**TASK TO COMPLETE:** Can you write out every entry below again in full, wording included, shifting each coordinate in the answers by -41 and leaving the pictures out?

**DATASET RECORDS:**
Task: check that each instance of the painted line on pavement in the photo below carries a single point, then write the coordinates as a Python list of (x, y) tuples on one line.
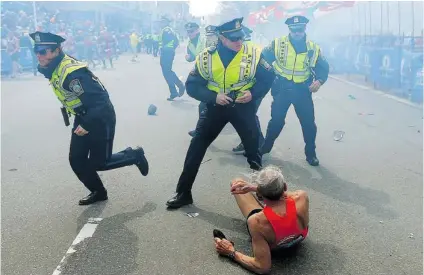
[(398, 99), (86, 231)]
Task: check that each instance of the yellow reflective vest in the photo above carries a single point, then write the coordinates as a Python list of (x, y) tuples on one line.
[(239, 74), (195, 50), (292, 66), (69, 99)]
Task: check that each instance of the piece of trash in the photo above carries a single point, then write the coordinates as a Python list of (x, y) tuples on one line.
[(205, 161), (152, 110), (338, 135), (192, 214)]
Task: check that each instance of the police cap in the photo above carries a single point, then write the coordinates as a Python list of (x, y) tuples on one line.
[(297, 21), (46, 39), (191, 26), (232, 29)]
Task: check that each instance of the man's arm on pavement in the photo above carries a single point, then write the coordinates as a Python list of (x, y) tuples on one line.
[(260, 263), (196, 87)]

**EXERCISE SOLUTION:**
Task: check that each instance of the painted line on pavement in the photo below carries a single point, then write the coordinates as a Python list of (x, y) tuples on one line.
[(357, 58), (45, 190)]
Task: check that each instance of the yellow reflective vest in the photo above carries a single point, then write the coordinates as a Python list of (x, y) tuples on one line.
[(198, 33), (154, 9), (251, 25), (28, 58)]
Task: check that each instance of the piece of trash in the photo above carries a single point, then write the coordinates as a Python list of (x, y) tuples on one line.
[(164, 120), (111, 69), (297, 94), (151, 173)]
Task: check that each instance of the police cap in the photo above carries a single point, then write the coordinates as a Python list of (x, y) tuples on one line.
[(256, -20), (5, -2), (150, -15), (191, -12)]
Task: check that each instance of the man's arm on pavement in the photo above carries a single point, then write the coordinates as a Python list of (x, y) tuples on one line.
[(219, 222), (155, 46)]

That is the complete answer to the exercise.